=== Begin Enclosure ===

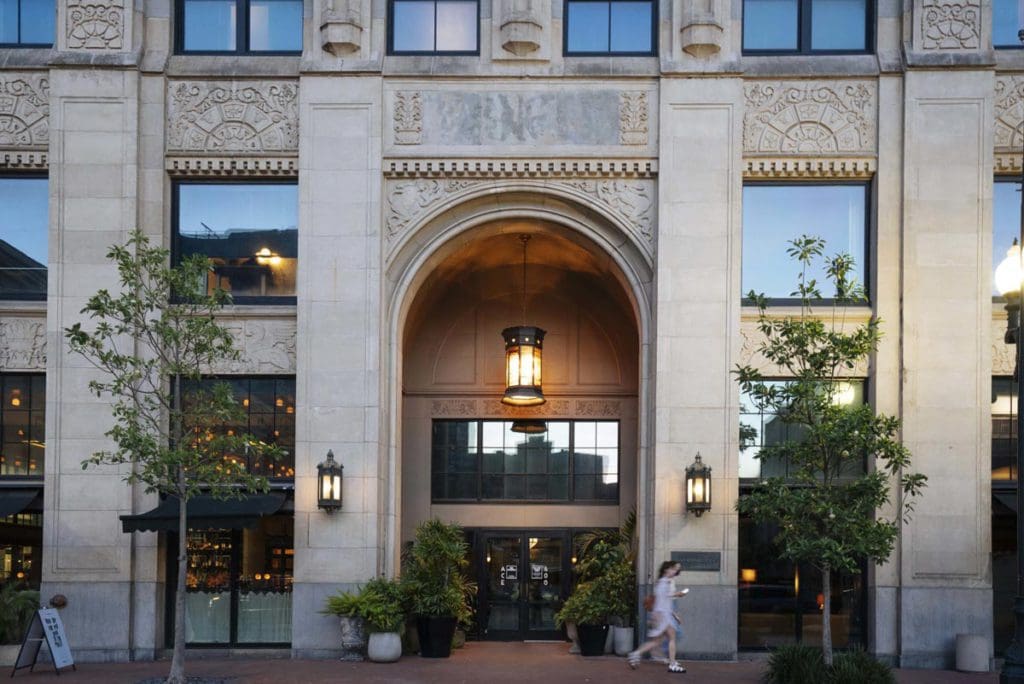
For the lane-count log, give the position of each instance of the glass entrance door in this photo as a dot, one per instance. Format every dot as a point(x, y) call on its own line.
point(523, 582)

=== End Enclosure ===
=== Begin Enclosure ===

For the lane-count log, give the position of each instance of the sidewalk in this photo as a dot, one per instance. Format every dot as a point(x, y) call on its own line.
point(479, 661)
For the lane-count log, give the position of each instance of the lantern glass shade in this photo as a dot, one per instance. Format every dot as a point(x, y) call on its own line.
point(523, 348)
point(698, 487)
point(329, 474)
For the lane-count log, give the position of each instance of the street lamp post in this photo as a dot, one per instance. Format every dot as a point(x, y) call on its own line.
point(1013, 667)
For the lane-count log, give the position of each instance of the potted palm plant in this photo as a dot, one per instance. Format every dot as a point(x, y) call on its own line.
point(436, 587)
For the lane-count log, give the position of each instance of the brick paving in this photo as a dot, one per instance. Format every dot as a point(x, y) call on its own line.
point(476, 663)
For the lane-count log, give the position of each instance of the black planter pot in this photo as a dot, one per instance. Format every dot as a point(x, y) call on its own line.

=== End Enclosure ===
=== Begin Enclosure ===

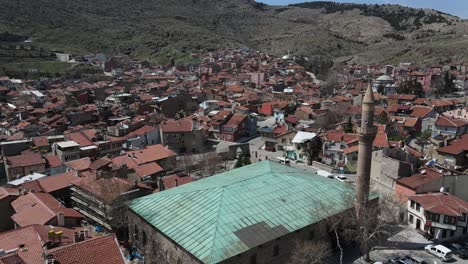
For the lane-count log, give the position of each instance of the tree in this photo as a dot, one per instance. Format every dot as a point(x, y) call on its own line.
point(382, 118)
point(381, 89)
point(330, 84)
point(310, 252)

=== End Enclosure ===

WHAT THE EXERCISE ASKS -
What is needed is a verbatim copy of every line in the records above from the one containing "of the brick" down to the one containing "of the black", both included, and nothing more.

PROBLEM SOLUTION -
For the lane-count log, give the position of each instance of the brick paving in this photo as a dot, one per instance. Format every dot as a point(x, y) call on its own line.
point(476, 663)
For the lane-count log, give the position of each instance of the black planter pot in this photo as a dot, one per instance. Format every dot as a point(x, y) call on its own line.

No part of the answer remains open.